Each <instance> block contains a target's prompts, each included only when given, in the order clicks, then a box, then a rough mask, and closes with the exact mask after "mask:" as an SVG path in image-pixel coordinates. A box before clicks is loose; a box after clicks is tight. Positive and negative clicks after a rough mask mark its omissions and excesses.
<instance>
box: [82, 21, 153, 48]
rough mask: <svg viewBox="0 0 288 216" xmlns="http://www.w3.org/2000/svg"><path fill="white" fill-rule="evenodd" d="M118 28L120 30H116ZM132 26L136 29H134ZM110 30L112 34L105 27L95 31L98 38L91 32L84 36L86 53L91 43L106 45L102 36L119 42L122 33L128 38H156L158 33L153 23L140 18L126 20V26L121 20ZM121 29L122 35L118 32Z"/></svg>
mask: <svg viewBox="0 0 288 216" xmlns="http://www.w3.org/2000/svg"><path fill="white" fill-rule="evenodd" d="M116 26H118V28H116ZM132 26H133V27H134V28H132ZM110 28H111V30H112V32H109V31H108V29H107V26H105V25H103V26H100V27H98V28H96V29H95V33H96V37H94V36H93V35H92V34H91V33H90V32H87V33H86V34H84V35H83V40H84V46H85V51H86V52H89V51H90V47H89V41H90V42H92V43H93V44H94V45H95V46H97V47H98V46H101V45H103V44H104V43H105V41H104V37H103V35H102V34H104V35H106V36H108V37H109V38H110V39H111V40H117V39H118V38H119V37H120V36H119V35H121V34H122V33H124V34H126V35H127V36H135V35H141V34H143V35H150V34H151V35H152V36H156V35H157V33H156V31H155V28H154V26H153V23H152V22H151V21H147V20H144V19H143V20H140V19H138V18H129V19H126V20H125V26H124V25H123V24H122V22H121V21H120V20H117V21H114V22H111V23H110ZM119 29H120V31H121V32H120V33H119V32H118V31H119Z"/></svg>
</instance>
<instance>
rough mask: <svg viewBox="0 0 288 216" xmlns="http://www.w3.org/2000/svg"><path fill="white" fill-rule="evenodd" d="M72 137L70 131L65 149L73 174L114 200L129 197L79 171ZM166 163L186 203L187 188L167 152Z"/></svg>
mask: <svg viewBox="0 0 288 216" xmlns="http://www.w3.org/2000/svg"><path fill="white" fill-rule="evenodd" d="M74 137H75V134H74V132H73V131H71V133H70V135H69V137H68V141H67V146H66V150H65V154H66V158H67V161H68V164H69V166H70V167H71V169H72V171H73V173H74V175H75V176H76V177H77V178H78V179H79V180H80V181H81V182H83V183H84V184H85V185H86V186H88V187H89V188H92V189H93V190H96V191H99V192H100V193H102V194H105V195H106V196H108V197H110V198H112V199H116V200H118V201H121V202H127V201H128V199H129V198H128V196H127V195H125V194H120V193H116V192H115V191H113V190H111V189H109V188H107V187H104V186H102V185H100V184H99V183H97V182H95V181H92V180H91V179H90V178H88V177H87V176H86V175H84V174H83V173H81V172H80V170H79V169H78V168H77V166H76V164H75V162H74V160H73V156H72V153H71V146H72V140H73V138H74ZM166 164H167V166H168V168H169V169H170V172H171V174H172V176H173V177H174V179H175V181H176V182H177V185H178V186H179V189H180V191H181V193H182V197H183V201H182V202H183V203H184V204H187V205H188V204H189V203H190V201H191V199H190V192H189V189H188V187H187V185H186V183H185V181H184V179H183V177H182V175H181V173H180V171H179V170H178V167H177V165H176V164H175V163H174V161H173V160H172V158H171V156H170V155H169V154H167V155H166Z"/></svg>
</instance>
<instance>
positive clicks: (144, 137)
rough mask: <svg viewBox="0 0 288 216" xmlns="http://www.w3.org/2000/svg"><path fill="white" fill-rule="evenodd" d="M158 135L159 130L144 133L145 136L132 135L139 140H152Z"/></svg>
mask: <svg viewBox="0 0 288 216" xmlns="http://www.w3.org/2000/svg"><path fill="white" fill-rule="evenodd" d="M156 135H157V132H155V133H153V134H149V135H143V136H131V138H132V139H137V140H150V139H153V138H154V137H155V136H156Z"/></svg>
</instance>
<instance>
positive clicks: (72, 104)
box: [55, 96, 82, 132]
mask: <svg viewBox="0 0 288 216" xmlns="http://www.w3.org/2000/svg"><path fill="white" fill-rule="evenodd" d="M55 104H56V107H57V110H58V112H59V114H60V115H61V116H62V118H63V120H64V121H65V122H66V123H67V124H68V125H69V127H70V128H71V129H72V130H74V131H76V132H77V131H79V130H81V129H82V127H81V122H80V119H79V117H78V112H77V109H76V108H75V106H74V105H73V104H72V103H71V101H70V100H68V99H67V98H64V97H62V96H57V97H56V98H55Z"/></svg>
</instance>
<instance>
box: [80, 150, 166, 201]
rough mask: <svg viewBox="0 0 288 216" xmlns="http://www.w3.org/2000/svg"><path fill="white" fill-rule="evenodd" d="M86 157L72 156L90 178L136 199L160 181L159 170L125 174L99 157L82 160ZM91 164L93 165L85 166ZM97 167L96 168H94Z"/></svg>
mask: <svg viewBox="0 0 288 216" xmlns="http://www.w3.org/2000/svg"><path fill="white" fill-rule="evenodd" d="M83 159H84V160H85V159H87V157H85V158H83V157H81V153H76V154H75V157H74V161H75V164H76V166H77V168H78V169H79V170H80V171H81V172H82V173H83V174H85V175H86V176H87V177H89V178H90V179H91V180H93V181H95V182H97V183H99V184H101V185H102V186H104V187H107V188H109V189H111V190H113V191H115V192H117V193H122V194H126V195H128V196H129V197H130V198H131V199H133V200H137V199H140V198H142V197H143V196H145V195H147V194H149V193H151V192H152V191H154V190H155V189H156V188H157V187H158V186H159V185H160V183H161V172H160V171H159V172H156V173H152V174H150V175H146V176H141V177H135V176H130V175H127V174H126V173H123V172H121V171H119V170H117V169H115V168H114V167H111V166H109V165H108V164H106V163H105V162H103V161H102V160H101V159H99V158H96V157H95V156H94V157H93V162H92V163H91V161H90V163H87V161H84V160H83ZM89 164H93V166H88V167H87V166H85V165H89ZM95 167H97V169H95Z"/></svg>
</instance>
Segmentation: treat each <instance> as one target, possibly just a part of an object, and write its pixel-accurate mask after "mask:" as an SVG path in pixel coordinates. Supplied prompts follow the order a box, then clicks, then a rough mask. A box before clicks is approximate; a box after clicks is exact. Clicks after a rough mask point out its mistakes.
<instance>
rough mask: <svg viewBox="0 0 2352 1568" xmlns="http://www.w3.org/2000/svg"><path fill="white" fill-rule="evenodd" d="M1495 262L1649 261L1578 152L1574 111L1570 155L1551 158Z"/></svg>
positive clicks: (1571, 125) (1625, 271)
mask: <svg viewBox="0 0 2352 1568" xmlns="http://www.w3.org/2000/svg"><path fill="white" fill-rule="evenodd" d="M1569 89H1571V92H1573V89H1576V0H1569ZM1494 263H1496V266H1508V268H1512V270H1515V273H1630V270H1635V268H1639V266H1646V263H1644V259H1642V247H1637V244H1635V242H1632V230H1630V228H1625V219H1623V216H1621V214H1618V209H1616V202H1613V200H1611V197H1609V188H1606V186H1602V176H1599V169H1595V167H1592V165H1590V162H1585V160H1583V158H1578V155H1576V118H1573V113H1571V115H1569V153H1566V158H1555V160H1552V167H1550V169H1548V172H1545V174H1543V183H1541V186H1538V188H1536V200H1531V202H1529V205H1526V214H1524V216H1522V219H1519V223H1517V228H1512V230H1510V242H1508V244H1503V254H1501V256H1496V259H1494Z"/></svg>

EXERCISE DESCRIPTION
Without changing a word, print all of the entries above.

SOLUTION FOR THIS PROBLEM
Each <instance> block contains a target's prompts, each included only when given, in the order clicks, then a box, then a rough mask, and closes with the exact mask after "mask:" as an SVG path in image-pixel coordinates. A box before clicks is loose; a box after clicks is tight. Positive and negative clicks after a rough mask mark its omissions and excesses.
<instance>
box: [82, 21, 153, 48]
rough mask: <svg viewBox="0 0 288 216" xmlns="http://www.w3.org/2000/svg"><path fill="white" fill-rule="evenodd" d="M118 28L120 30H116ZM132 26L136 29H134ZM110 30L112 34L105 27L95 31L98 38L91 32L84 36L86 53L91 43L106 45L102 36L119 42L122 33L128 38H156L158 33L153 23L140 18L126 20V26L121 20ZM121 29L122 35L118 32Z"/></svg>
mask: <svg viewBox="0 0 288 216" xmlns="http://www.w3.org/2000/svg"><path fill="white" fill-rule="evenodd" d="M116 26H118V28H116ZM132 26H133V27H134V28H132ZM110 28H111V30H112V32H109V31H108V29H107V26H105V25H103V26H100V27H98V28H96V29H95V33H96V37H94V36H93V35H92V34H91V33H90V32H87V33H86V34H84V35H83V40H84V46H85V51H86V52H89V51H90V47H89V41H90V42H92V43H93V44H94V45H95V46H97V47H98V46H101V45H103V44H104V43H105V41H104V37H103V35H102V34H104V35H106V36H108V37H109V38H110V39H111V40H117V39H118V38H119V37H120V36H119V35H121V34H122V33H124V34H126V35H127V36H135V35H141V34H143V35H150V34H151V35H152V36H156V35H157V33H156V31H155V28H154V26H153V23H152V22H151V21H147V20H144V19H143V20H140V19H138V18H129V19H126V20H125V26H124V25H123V24H122V22H121V21H120V20H117V21H114V22H111V23H110ZM119 29H120V31H121V32H120V33H119V32H118V31H119Z"/></svg>
</instance>
<instance>
rough mask: <svg viewBox="0 0 288 216" xmlns="http://www.w3.org/2000/svg"><path fill="white" fill-rule="evenodd" d="M72 137L70 131L65 149L73 174L114 200L129 197L79 171ZM166 163L186 203L187 188L167 152Z"/></svg>
mask: <svg viewBox="0 0 288 216" xmlns="http://www.w3.org/2000/svg"><path fill="white" fill-rule="evenodd" d="M74 137H75V134H74V132H73V131H71V133H70V135H69V137H68V141H67V146H66V150H65V154H66V158H67V161H68V164H69V166H70V167H71V169H72V171H73V173H74V175H75V176H76V177H77V178H78V179H79V180H80V181H81V182H83V183H84V184H85V185H86V186H88V187H89V188H92V189H93V190H96V191H99V192H100V193H102V194H105V195H106V196H108V197H110V198H112V199H116V200H118V201H121V202H127V201H128V199H129V198H128V196H127V195H125V194H120V193H116V192H115V191H113V190H111V189H109V188H107V187H104V186H102V185H100V184H99V183H97V182H95V181H92V180H91V179H90V178H88V177H87V176H86V175H84V174H83V173H81V172H80V170H79V169H78V168H77V166H76V164H75V162H74V160H73V156H72V153H71V146H72V140H73V138H74ZM166 164H167V166H168V168H169V169H170V172H171V174H172V176H173V177H174V179H175V181H176V182H177V185H178V186H179V189H180V191H181V193H182V197H183V201H182V202H183V203H184V204H187V205H188V204H189V203H190V201H191V199H190V192H189V189H188V187H187V185H186V183H185V181H184V179H183V177H182V175H181V173H180V171H179V170H178V167H177V165H176V164H175V163H174V161H173V160H172V158H171V156H170V155H169V154H167V155H166Z"/></svg>
</instance>
<instance>
positive clicks: (144, 137)
rough mask: <svg viewBox="0 0 288 216" xmlns="http://www.w3.org/2000/svg"><path fill="white" fill-rule="evenodd" d="M158 135L159 130L144 133L145 136L132 135L139 140H152Z"/></svg>
mask: <svg viewBox="0 0 288 216" xmlns="http://www.w3.org/2000/svg"><path fill="white" fill-rule="evenodd" d="M156 135H157V132H155V133H153V134H149V135H143V136H131V138H132V139H137V140H150V139H153V138H154V137H155V136H156Z"/></svg>
</instance>
<instance>
positive clicks: (72, 104)
box: [55, 96, 82, 132]
mask: <svg viewBox="0 0 288 216" xmlns="http://www.w3.org/2000/svg"><path fill="white" fill-rule="evenodd" d="M55 104H56V107H57V110H58V112H59V114H60V115H61V116H62V118H63V120H64V121H65V122H66V123H67V124H68V125H69V127H70V128H71V129H72V130H74V131H76V132H77V131H79V130H81V129H82V127H81V122H80V119H79V117H78V112H77V109H76V108H75V106H74V105H73V104H72V103H71V101H70V100H68V99H67V98H64V97H62V96H57V97H56V98H55Z"/></svg>
</instance>
<instance>
box: [80, 150, 166, 201]
rough mask: <svg viewBox="0 0 288 216" xmlns="http://www.w3.org/2000/svg"><path fill="white" fill-rule="evenodd" d="M86 157L72 156L90 178L136 199L160 181L159 170L125 174L99 157L82 160ZM91 164L93 165L85 166ZM97 167L96 168H94Z"/></svg>
mask: <svg viewBox="0 0 288 216" xmlns="http://www.w3.org/2000/svg"><path fill="white" fill-rule="evenodd" d="M83 159H84V160H85V159H87V157H85V158H83V157H81V153H76V154H75V157H74V161H75V164H76V166H77V168H78V169H79V170H80V171H81V172H82V173H83V174H85V175H86V176H87V177H89V178H90V179H91V180H93V181H95V182H97V183H99V184H101V185H102V186H104V187H107V188H109V189H111V190H113V191H115V192H117V193H122V194H126V195H128V196H129V197H130V198H131V199H133V200H137V199H140V198H142V197H143V196H145V195H147V194H149V193H151V192H152V191H154V190H155V189H156V188H157V187H158V186H159V185H160V183H161V172H160V171H159V172H156V173H152V174H150V175H146V176H141V177H135V176H130V175H127V174H126V173H123V172H121V171H119V170H117V169H115V168H114V167H111V166H109V165H108V164H106V163H105V162H103V161H102V160H101V159H99V158H96V157H95V156H94V157H93V162H92V163H91V161H90V163H87V161H84V160H83ZM89 164H93V166H88V167H87V166H85V165H89ZM95 167H97V169H95Z"/></svg>
</instance>
Segmentation: treat each <instance> as one target, possibly just a part of an object, and write its pixel-accurate mask after "mask:" as an SVG path in pixel coordinates. Supplied prompts follow the order a box, then clicks, then a rough mask. A box before clicks is approximate; a box after clicks is exact. Clicks after a rough mask point out its mistakes.
<instance>
rough mask: <svg viewBox="0 0 2352 1568" xmlns="http://www.w3.org/2000/svg"><path fill="white" fill-rule="evenodd" d="M1495 262L1649 261L1578 152L1574 111L1570 155L1551 158Z"/></svg>
positive clicks: (1571, 125) (1625, 271)
mask: <svg viewBox="0 0 2352 1568" xmlns="http://www.w3.org/2000/svg"><path fill="white" fill-rule="evenodd" d="M1569 89H1571V92H1573V89H1576V0H1569ZM1494 263H1496V266H1508V268H1512V270H1515V273H1630V270H1635V268H1639V266H1646V263H1644V259H1642V247H1637V244H1635V242H1632V230H1630V228H1625V219H1623V216H1621V214H1618V209H1616V202H1613V200H1611V197H1609V188H1606V186H1602V176H1599V169H1595V167H1592V165H1590V162H1585V160H1583V158H1578V155H1576V118H1573V113H1571V115H1569V153H1566V158H1555V160H1552V167H1550V169H1548V172H1545V174H1543V183H1541V186H1538V188H1536V200H1531V202H1529V205H1526V214H1524V216H1522V219H1519V223H1517V228H1512V230H1510V242H1508V244H1503V254H1501V256H1496V259H1494Z"/></svg>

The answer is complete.